● What you should do: Starting with the line that contains "# point at: the wrist", set down each line through the end of the entries below, exactly and with nothing added.

Named-object pointing records:
= = =
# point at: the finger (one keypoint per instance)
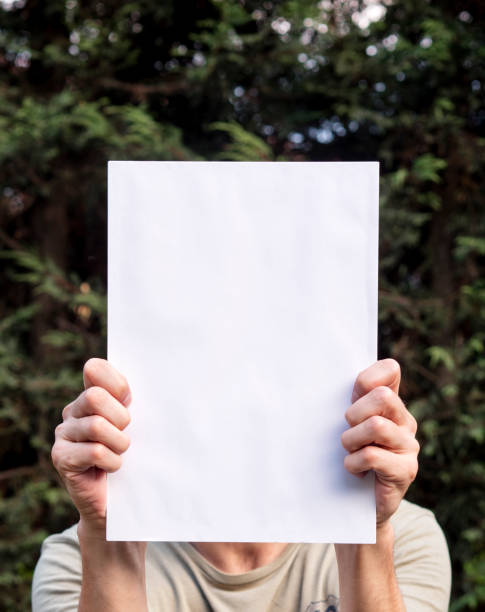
(69, 457)
(94, 428)
(379, 431)
(100, 373)
(381, 401)
(386, 464)
(386, 372)
(97, 400)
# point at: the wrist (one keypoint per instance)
(97, 552)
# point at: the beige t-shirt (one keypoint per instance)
(303, 578)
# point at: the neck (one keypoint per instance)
(239, 557)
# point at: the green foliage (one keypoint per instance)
(82, 83)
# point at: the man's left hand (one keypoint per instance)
(381, 436)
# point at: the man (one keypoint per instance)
(407, 569)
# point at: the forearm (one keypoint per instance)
(367, 577)
(113, 577)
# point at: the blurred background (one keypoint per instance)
(399, 81)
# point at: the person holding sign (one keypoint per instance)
(407, 569)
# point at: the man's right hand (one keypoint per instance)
(90, 441)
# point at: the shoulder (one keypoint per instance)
(421, 559)
(57, 578)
= = =
● Solution for this problem:
# point at: the wrist (one keypoint per instance)
(97, 552)
# point at: the beige t-shirt (one keypoint per instance)
(303, 578)
# point at: the neck (one keypoint per instance)
(239, 557)
# point at: the green foliage (one keypoint per instance)
(82, 83)
# point at: the man's left hand (one keypoint per instance)
(381, 436)
# point at: the man (one keypoint per instance)
(407, 569)
# point at: the forearm (one keypoint per instance)
(367, 577)
(113, 577)
# point at: the blurred background (one keypoint per instance)
(399, 81)
# point at: the person holding sign (one keypoint per instance)
(407, 569)
# point at: the man's right hand (one keypoint per instance)
(90, 441)
# point at: the shoulder (one keypoint per instance)
(421, 559)
(57, 578)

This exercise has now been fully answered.